• [Trecho fornecido]:
──────
Ele estava muito bravo, em razão de não poder atingir o alto do Rio Curuá, em decorrência do ato do madeireiro, tendo que voltar para Altamira e imaginem, conforme disse em cinqüenta anos navegando por aquele rio, seria a primeira vez que seria obrigado a retornar, impedido que estava de prosseguir!
Ele não se conformava, dizendo que iria reclamar à Capitania dos Portos, e até mesmo falaria com a justiça, em Belém, caso o assunto não fosse resolvido!
Ele falou com tanta raiva, que acabou por assustar-me e, coberto de razão, acabou cumprindo o prometido!
Mesmo assim tratei de tranquilizá-lo, dizendo que iria falar com o Scalabrim.
De volta a São Felix do Xingu, contatei o Nelson, que era o grande assessor do Scalabrim, contando-lhe o que havia presenciado, sendo que até hoje não sei se ele alertou o Scalabrim ou não! Mas, como a situação permanecia, acredito que não.
E aí meus amigos, o tempo fechou, e tem gente ate hoje chorando as mágoas, para não falar dos prejuízos!
Estávamos justamente no meio da safra quando a operação do IBAMA e da Polícia Federal começou, e, graça a Deus escapei por muito pouco, porém aquilo que vi, jamais vou esquecer!
O movimento que girava em torno do mogno era tão grande, mas tão grande mesmo, que, imaginem vocês, qualquer madeireiro fazia um movimento de um milhão de dólares brincando, e todo mundo da cidade tirava uma casquinha!
Começava assim: na floresta ele valia cinquenta reais o metro cúbico; na serraria, duzentos; em Belém, já valia quinhentos; na exportação, já era em torno de mil; nos EUA, já ia para mil e quinhentos, e assim por diante.
Esse esquema da retirada do mogno era montado bem antes da safra e imaginem vocês que, de uma hora para outra a coisa começou a desmoronar, só via madeireiro se escondendo, os mais espertos, vazavam para bem longe, os mais bestas, a Polícia Federal prendia!
──────
(Itens de identificação de locais)
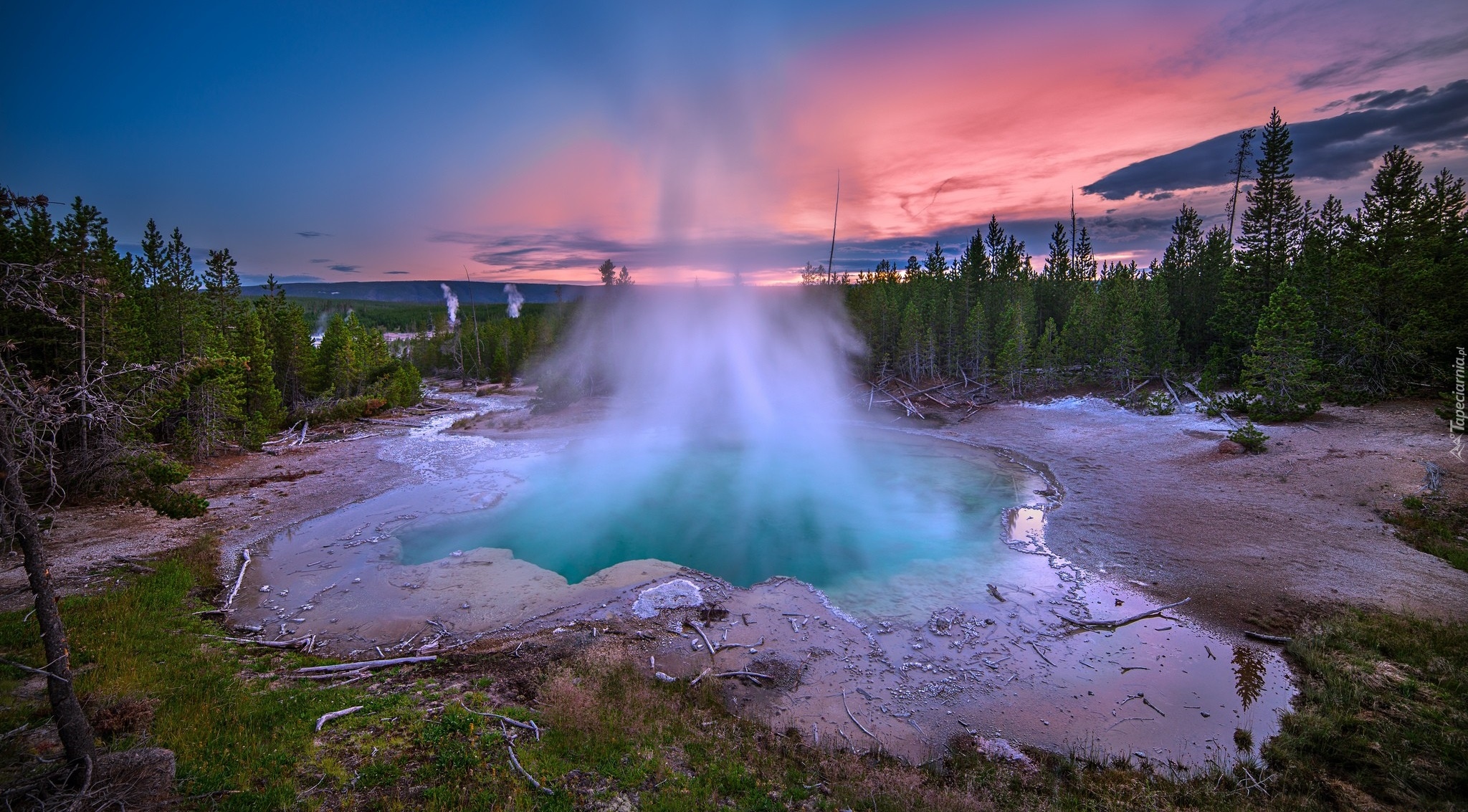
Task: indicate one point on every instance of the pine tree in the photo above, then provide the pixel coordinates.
(1047, 358)
(222, 291)
(1014, 348)
(1273, 228)
(290, 341)
(1084, 262)
(1388, 333)
(975, 348)
(1282, 373)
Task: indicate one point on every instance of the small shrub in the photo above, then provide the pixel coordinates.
(1249, 436)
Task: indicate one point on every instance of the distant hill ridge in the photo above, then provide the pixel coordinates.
(426, 291)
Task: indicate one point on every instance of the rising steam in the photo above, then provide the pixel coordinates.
(513, 302)
(452, 302)
(728, 445)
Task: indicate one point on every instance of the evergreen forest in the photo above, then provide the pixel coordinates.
(1307, 303)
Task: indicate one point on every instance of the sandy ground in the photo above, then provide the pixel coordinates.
(1148, 512)
(1254, 539)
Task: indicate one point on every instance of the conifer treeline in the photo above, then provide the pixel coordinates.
(1310, 303)
(244, 366)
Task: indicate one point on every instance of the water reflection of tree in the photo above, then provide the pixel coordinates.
(1248, 674)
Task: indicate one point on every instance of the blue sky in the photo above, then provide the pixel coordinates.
(378, 141)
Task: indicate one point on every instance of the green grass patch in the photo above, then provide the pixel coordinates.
(140, 644)
(1433, 526)
(1381, 718)
(1383, 708)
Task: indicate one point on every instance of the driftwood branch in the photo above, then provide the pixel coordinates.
(749, 674)
(850, 715)
(269, 644)
(1123, 621)
(24, 667)
(366, 664)
(522, 770)
(707, 642)
(1135, 388)
(337, 715)
(238, 579)
(530, 726)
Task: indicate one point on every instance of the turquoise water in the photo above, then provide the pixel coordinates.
(875, 510)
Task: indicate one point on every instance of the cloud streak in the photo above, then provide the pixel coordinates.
(1332, 148)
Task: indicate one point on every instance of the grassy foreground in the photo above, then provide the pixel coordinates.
(1381, 723)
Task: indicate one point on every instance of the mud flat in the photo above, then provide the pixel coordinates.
(902, 666)
(1116, 515)
(1254, 539)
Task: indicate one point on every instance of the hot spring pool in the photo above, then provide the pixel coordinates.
(890, 504)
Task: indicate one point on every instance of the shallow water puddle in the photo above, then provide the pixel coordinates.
(959, 632)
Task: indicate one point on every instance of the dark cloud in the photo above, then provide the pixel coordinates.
(1330, 148)
(250, 280)
(567, 256)
(1360, 68)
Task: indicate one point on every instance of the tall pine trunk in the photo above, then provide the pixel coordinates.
(71, 723)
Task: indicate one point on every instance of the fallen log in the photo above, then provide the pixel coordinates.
(267, 644)
(238, 579)
(366, 664)
(1123, 621)
(529, 777)
(750, 674)
(337, 715)
(1135, 388)
(532, 726)
(850, 715)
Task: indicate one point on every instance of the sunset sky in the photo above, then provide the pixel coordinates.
(689, 140)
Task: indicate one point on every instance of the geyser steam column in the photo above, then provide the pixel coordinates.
(728, 448)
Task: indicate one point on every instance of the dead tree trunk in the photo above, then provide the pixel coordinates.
(71, 723)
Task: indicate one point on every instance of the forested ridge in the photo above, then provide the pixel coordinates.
(1308, 303)
(179, 360)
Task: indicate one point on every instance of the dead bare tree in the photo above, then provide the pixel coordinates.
(39, 420)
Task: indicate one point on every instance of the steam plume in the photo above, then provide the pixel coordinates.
(727, 445)
(452, 302)
(514, 300)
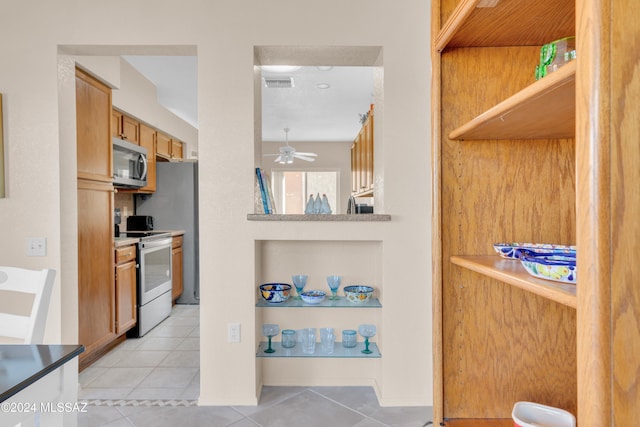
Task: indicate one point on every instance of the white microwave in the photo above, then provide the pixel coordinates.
(129, 164)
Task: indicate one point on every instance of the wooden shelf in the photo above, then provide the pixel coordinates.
(545, 109)
(509, 23)
(513, 273)
(479, 422)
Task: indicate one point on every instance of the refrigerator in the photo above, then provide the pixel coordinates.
(174, 206)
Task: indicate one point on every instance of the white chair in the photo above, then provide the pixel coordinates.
(24, 304)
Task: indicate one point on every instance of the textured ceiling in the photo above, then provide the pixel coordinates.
(312, 114)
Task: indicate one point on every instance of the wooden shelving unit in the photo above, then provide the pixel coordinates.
(512, 272)
(508, 23)
(546, 109)
(550, 161)
(505, 171)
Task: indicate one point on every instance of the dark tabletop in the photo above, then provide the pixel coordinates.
(22, 365)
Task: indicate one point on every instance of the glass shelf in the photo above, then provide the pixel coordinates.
(342, 302)
(338, 351)
(329, 218)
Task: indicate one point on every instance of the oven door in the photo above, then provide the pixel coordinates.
(155, 269)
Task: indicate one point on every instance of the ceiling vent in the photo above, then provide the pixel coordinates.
(278, 82)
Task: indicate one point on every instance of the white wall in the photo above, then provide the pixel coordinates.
(40, 157)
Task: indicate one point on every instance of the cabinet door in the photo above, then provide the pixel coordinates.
(130, 129)
(93, 128)
(116, 124)
(163, 145)
(176, 149)
(148, 141)
(177, 272)
(96, 298)
(125, 297)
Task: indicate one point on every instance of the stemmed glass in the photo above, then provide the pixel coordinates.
(334, 284)
(270, 330)
(367, 331)
(299, 281)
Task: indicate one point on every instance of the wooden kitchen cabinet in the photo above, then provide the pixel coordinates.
(96, 299)
(177, 149)
(534, 161)
(168, 148)
(362, 159)
(125, 127)
(93, 112)
(163, 146)
(177, 268)
(125, 288)
(148, 141)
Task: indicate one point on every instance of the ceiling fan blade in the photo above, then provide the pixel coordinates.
(308, 159)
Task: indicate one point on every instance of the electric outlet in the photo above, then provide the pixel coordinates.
──────
• [Tarefas propostas]:
1) Quanto valia o metro cúbico do mogno na floresta, segundo o trecho fornecido?
2) Explique, com base no trecho fornecido, por que o homem que navegava pelo Rio Curuá estava muito bravo.
Os registros não serão usados aqui.

• [Respostas esperadas]:
1) Cinquenta reais o metro cúbico.

2) Ele estava muito bravo porque o ato do madeireiro o impediu de atingir o alto do Rio Curuá e o obrigou a voltar para Altamira. Segundo ele, em cinquenta anos navegando por aquele rio, seria a primeira vez que teria de retornar.